▸ **What you are asked to do**:
Convert the lines of data from the line with "In this exercise you will find the white vinyl" to the line with "[(495, 224), (50, 221), (259, 231), (358, 225)]", both included, into a Markdown table with columns Row and Text. Number each line in Row, and leave out blank lines.

▸ **Entries**:
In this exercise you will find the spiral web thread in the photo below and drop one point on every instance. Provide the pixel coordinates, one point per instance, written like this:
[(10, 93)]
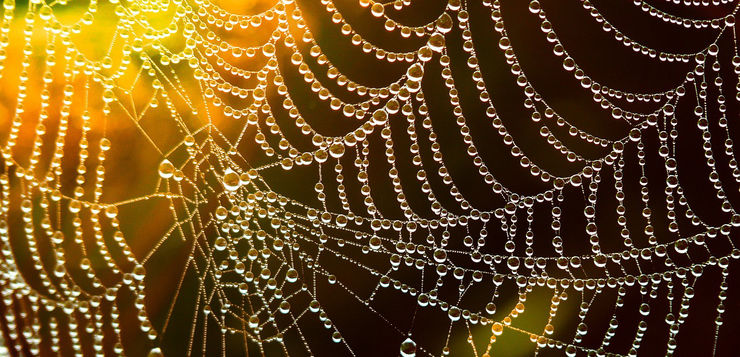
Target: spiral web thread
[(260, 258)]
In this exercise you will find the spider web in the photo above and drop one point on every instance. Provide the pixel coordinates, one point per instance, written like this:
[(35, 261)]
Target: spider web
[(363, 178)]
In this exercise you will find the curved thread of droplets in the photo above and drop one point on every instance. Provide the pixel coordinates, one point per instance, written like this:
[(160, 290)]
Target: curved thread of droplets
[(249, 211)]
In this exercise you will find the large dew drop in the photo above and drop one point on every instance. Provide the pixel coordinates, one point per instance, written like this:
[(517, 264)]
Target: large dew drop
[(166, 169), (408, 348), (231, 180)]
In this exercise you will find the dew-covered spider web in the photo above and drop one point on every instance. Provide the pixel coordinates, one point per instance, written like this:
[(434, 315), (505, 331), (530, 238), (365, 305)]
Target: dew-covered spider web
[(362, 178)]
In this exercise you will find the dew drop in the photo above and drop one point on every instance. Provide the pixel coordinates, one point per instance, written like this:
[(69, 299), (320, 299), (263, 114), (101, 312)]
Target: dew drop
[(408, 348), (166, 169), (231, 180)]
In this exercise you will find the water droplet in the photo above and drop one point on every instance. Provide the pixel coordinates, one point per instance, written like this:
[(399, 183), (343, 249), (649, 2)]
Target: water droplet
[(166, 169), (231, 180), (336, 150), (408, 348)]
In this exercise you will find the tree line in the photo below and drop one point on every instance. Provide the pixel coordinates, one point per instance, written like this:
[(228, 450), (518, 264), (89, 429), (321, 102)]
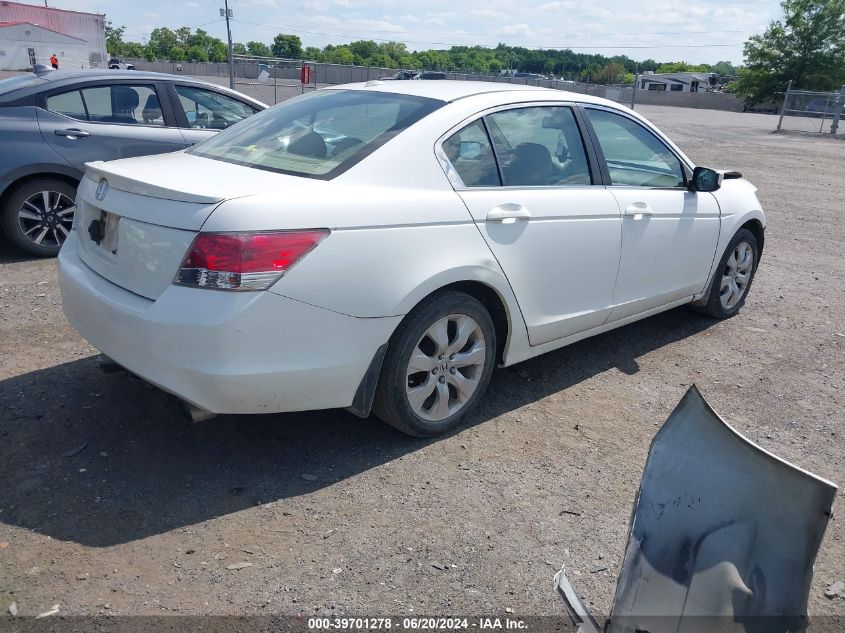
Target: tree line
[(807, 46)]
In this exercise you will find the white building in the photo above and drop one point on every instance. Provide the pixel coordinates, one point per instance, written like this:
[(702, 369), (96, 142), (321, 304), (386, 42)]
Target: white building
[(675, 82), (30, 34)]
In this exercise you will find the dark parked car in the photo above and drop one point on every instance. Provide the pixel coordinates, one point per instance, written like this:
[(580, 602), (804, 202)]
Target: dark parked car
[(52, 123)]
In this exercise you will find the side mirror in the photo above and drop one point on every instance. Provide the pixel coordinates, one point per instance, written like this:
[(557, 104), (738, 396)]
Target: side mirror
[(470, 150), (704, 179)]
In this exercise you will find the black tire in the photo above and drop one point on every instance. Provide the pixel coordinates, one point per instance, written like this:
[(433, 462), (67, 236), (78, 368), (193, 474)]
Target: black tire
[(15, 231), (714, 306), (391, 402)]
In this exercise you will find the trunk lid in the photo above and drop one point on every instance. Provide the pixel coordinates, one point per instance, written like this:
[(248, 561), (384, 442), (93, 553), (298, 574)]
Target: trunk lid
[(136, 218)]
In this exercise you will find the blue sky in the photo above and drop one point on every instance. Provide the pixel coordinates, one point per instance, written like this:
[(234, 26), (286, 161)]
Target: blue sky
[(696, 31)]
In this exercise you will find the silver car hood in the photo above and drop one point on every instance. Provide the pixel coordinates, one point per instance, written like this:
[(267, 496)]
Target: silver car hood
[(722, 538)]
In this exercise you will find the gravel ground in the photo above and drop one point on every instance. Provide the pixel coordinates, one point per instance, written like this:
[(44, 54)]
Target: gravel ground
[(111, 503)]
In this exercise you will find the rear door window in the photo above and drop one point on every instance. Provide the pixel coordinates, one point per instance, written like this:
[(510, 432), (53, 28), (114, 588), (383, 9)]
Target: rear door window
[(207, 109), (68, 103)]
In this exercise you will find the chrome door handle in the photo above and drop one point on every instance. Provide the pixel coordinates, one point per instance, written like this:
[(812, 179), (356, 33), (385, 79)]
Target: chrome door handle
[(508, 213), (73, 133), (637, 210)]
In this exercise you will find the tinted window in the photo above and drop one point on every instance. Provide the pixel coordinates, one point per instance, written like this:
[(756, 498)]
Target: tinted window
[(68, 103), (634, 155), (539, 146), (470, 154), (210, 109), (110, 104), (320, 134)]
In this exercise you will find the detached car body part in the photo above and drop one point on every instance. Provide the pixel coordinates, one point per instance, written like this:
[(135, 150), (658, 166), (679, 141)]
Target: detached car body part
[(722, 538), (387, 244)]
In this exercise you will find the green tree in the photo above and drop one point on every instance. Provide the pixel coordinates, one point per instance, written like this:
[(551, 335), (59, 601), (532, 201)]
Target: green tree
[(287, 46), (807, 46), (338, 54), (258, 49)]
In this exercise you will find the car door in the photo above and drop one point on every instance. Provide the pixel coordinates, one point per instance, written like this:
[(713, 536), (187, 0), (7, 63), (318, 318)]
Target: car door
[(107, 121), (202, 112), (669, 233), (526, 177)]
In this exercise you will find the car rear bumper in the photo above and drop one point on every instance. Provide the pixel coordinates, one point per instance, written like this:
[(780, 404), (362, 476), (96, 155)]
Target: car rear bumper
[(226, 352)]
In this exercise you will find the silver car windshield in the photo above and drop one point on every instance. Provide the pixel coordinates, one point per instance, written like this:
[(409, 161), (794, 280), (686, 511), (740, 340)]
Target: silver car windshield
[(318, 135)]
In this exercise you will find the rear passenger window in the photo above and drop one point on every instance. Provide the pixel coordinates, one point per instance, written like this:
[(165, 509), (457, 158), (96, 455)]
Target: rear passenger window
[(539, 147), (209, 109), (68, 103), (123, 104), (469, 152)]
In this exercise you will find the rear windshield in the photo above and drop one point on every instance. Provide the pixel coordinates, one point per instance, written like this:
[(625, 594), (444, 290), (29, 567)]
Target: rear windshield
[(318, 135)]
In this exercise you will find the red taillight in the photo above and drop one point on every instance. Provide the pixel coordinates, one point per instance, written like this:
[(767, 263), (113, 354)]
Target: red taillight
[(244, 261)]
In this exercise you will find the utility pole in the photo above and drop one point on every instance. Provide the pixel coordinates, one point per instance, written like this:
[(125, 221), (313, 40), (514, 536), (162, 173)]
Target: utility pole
...
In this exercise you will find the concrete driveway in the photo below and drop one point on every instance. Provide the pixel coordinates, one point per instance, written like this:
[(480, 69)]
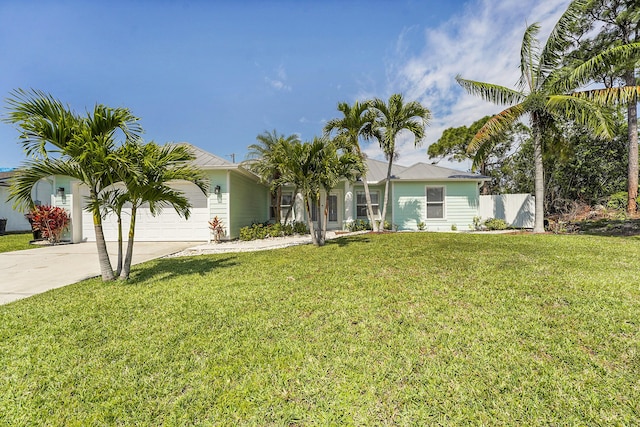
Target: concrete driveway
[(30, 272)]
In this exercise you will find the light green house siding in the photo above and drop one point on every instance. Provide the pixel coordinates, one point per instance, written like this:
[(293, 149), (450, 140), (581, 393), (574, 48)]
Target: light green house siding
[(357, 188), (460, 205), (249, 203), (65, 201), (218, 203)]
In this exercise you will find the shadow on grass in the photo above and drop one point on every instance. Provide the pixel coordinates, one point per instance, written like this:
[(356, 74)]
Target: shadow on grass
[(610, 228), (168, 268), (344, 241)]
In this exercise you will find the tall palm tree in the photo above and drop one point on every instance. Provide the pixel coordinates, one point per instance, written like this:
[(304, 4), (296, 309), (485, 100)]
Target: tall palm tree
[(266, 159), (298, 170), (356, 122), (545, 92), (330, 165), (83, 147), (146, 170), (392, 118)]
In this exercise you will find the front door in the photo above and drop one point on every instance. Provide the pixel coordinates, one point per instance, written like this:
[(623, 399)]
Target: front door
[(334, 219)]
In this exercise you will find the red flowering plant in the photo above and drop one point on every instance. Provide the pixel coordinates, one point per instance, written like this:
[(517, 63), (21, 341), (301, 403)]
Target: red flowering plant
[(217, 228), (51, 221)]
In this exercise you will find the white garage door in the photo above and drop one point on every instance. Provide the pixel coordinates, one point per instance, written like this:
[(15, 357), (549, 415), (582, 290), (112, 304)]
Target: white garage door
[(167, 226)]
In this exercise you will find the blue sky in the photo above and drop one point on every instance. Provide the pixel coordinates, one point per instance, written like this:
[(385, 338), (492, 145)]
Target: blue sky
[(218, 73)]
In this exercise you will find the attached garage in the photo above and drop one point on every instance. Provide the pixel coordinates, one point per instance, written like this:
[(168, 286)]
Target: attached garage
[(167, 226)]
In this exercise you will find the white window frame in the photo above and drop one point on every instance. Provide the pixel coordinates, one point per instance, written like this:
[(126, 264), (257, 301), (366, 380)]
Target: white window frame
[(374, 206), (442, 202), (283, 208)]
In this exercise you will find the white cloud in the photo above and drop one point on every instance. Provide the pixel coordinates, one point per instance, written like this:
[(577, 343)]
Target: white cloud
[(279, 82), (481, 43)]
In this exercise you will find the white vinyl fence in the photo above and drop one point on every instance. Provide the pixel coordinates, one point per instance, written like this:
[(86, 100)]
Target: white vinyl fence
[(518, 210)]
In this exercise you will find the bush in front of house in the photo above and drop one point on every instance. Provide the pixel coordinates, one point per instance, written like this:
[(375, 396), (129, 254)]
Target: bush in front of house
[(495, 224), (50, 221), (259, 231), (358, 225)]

▸ **Answer**:
| Row | Text |
|---|---|
| 1 | In this exercise you will find the white vinyl fence in the photo above and drop one point on every instance. Provide the pixel coordinates, one point per instance, written like this: |
| 2 | [(86, 100)] |
| 3 | Target: white vinyl fence |
| 4 | [(518, 210)] |
| 5 | In this exercise you will find the bush in front of house in the photo above and drop one point on every instance. Provide the pixel coordinates, one point per instance, written like this: |
| 6 | [(375, 396), (129, 254)] |
| 7 | Target: bush in front of house |
| 8 | [(495, 224), (50, 221), (259, 231), (358, 225)] |